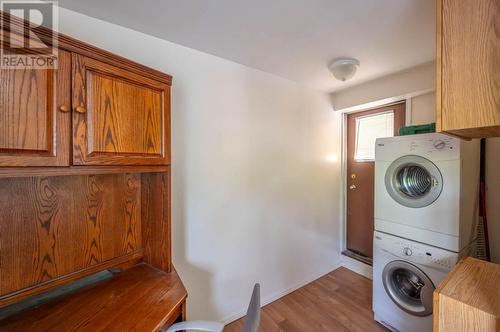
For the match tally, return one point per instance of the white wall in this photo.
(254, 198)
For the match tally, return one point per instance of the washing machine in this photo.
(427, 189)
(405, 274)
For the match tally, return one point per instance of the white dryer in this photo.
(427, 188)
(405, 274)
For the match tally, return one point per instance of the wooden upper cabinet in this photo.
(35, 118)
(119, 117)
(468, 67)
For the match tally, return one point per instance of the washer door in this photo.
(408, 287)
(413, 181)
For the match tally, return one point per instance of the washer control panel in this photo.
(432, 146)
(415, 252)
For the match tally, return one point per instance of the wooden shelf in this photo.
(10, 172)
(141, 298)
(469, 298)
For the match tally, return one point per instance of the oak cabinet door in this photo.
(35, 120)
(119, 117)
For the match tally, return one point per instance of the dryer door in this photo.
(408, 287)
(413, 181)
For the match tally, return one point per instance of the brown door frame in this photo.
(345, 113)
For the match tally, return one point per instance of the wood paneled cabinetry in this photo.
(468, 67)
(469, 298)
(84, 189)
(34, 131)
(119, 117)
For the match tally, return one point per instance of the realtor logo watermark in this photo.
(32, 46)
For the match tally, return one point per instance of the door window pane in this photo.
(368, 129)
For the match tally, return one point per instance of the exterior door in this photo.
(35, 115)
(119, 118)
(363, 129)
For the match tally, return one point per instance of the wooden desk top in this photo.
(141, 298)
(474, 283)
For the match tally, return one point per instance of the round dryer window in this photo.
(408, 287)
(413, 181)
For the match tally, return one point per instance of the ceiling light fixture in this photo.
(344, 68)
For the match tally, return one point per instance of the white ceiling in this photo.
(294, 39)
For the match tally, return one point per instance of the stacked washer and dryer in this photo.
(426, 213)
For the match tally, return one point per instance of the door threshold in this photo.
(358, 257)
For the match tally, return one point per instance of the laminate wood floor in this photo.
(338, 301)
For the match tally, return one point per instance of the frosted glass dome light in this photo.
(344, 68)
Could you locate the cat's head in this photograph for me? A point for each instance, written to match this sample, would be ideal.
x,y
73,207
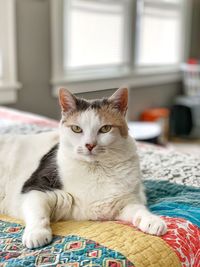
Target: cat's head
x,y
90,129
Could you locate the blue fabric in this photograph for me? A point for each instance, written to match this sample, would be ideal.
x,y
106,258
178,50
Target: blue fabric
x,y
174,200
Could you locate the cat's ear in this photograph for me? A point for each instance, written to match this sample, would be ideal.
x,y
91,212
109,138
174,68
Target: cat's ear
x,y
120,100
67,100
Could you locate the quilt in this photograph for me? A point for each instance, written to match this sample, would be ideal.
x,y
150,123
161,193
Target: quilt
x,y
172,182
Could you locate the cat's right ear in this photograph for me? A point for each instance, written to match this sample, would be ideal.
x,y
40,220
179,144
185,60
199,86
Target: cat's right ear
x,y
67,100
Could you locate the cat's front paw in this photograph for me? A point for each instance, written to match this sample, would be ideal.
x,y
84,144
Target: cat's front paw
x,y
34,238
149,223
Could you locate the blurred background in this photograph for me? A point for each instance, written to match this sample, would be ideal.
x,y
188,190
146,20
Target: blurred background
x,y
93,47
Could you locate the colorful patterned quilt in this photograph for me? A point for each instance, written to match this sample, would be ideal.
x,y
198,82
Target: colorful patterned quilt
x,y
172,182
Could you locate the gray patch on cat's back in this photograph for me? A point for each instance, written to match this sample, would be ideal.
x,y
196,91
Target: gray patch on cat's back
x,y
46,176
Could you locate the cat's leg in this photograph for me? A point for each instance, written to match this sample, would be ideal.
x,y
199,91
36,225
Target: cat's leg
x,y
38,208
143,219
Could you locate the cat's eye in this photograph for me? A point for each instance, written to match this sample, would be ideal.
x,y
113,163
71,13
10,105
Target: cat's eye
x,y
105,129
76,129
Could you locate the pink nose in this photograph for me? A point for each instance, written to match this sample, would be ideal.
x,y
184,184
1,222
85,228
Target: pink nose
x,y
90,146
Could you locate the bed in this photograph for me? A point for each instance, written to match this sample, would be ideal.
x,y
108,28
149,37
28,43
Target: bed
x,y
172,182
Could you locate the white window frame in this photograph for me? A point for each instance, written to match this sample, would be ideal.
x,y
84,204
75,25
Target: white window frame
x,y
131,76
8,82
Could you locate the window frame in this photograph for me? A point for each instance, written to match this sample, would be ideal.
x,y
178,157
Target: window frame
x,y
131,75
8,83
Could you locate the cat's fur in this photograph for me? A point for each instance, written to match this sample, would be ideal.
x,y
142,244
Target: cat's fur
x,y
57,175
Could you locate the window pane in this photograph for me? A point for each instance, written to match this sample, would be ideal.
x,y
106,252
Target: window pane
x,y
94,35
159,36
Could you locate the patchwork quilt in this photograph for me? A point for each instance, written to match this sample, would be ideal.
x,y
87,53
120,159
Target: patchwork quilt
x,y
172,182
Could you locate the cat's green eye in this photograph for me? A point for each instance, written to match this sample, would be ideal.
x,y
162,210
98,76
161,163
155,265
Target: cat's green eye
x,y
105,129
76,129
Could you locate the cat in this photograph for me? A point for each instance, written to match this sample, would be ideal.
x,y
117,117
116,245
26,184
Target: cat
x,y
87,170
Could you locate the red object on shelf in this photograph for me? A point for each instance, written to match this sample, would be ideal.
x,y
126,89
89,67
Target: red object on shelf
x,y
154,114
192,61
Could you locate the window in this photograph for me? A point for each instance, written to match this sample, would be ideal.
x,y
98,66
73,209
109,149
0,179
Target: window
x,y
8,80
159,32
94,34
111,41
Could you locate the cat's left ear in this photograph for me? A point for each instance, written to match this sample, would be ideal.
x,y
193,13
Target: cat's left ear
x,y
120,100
- - -
**WHAT YOU SHOULD DO**
Copy out all the data exactly; skip the pictures.

**EXPECTED ANSWER**
For the match tally, return one point per instance of the white wall in this photo.
(254, 198)
For the match tally, return one point per instance of the washing machine in this photo.
(427, 189)
(405, 274)
For the match tally, return one point per instance of the white dryer in this photo.
(427, 188)
(405, 274)
For the match tally, return one point per instance of the wooden upper cabinet in this photo.
(35, 118)
(119, 117)
(468, 67)
For the match tally, return one point per instance of the washer door in this photo.
(408, 287)
(413, 181)
For the match tally, return one point per instance of the washer control panel in this photo.
(432, 146)
(415, 252)
For the match tally, return one point per instance of the wooden shelf in this photo.
(10, 172)
(141, 298)
(469, 298)
For the match tally, return one point per instance of the oak cabinet door in this photo.
(35, 120)
(119, 117)
For the match tally, return one point per instance of the dryer door in this photo.
(408, 287)
(413, 181)
For the match tally, return one point per instance of the brown door frame in this photo.
(345, 113)
For the match tally, return one point per instance of the wood paneled cabinetry in this photo.
(468, 67)
(469, 298)
(84, 189)
(34, 131)
(119, 117)
For the match tally, return one point per instance of the realtor logo watermark in this photo.
(32, 46)
For the match tally, return one point per instance of the door window pane in this photo.
(368, 129)
For the match tally, return one point per instance of the exterior door in this photo.
(35, 115)
(119, 118)
(363, 129)
For the match tally, return one point per instance of the wooden desk top in this photo.
(141, 298)
(474, 283)
For the match tally, return one point per instance of the round dryer window in this photo.
(408, 287)
(413, 181)
For the match tally, return one point per instance of the ceiling light fixture in this photo.
(344, 68)
For the match tally, return one point per instance of the white ceiling in this photo.
(294, 39)
For the match tally, return one point per instance of the stacked washer and dryer in this photo.
(426, 213)
For the match tally, return one point per instance of the door threshold in this photo.
(358, 257)
For the match tally, return one point per instance of the laminate wood floor in this photo.
(338, 301)
For the match tally, return one point per instance of the frosted glass dome light in this photo.
(344, 68)
Could you locate the cat's head in this photograph for me? A point for each instance, written to match this sample, would be ideal.
x,y
73,207
Target: cat's head
x,y
90,129
Could you locate the blue fabric in this photograph for me? A point for each instance, written to match this sample, would be ideal.
x,y
106,258
178,50
Target: blue fabric
x,y
174,200
Could you locate the cat's ear in this photograph for me? A point for each instance, written to match this sample, would be ideal.
x,y
91,212
109,138
174,68
Target: cat's ear
x,y
120,100
67,100
Could you locate the quilt in this photograph for me? A point for each instance, written to match this sample, would be ideal.
x,y
150,123
161,193
Target: quilt
x,y
172,182
Could you locate the cat's right ear in this photograph for me? A point for each instance, written to match this sample, would be ideal.
x,y
40,220
179,144
185,60
199,86
Target: cat's right ear
x,y
67,100
Could you locate the cat's front paw in this photograph for me? A point for each instance, written to match this sample, would be ideal.
x,y
84,144
Target: cat's front paw
x,y
34,238
149,223
Could you locate the blurred background in this photograph for me? A point for each instance, written to match this sample, would be ideal.
x,y
188,190
146,20
Target: blurred background
x,y
93,47
Could you locate the colorful patterned quilt in this photograph for me? A point for each instance, written to match this sample, would be ideal.
x,y
198,82
Target: colorful patterned quilt
x,y
172,182
Could you locate the gray patch on cat's back in this photograph for me? A point for each instance, written to match this sample, would be ideal.
x,y
196,91
Target: gray patch on cat's back
x,y
46,176
Could you locate the cat's leg in this photograph for me? A point for each instance, written to match this sample, would be ideal.
x,y
199,91
36,225
Target: cat's leg
x,y
38,208
143,219
Could you locate the cat's eye in this photograph for me? A point for each instance, written to match this sample, would be ideal.
x,y
113,163
71,13
10,105
Target: cat's eye
x,y
105,129
76,129
Could you locate the pink nose in this photograph for me? A point for each instance, written to match this sample, would be ideal.
x,y
184,184
1,222
85,228
Target: pink nose
x,y
90,146
Could you locate the bed in this photograph for me? A point for each instance, written to match this sample, would be ideal.
x,y
108,28
149,37
28,43
Target: bed
x,y
172,182
Could you locate the white window frame in this photograph for me? A point for each instance, written to match this sample, would be ideal.
x,y
84,204
75,25
Target: white window frame
x,y
131,76
8,82
Could you locate the window frame in this photograph for me? A point for each instance, written to match this sample, would be ideal.
x,y
178,157
Target: window frame
x,y
131,75
8,83
Could you locate the cat's fur in this photograph for me? A point for each instance, written to match this sample, would be ideal.
x,y
142,244
Target: cat's fur
x,y
57,175
Could you locate the window pane in this photograph for me? A point for each instance, written to match this sample, would be ideal.
x,y
106,252
Target: window pane
x,y
94,35
159,36
Could you locate the patchwork quilt in this photograph for me? A point for each instance, written to match this sample, would be ideal.
x,y
87,53
120,159
Target: patchwork quilt
x,y
172,182
Could you locate the cat's green eye in this photograph for me? A point for each instance, written to match this sample, would be ideal.
x,y
162,210
98,76
161,163
155,265
Target: cat's green eye
x,y
105,129
76,129
Could you locate the cat in this photograph for me? A point for each instance, written to match this sample, would be ideal.
x,y
117,117
116,245
26,184
Target: cat
x,y
87,170
Could you locate the red object on shelf in this photograph for me? A point for each instance, written to match this sample, would be ideal.
x,y
126,89
89,67
Target: red object on shelf
x,y
154,114
192,61
Could you locate the window in this photograph for me? A point for each instance, written to match this sample, would be ideal.
x,y
98,66
73,209
109,149
0,179
Target: window
x,y
8,80
159,32
94,34
111,41
Could you locate the cat's left ear in this photograph for me? A point for each instance, written to match this sample, would be ideal.
x,y
193,13
Target: cat's left ear
x,y
120,100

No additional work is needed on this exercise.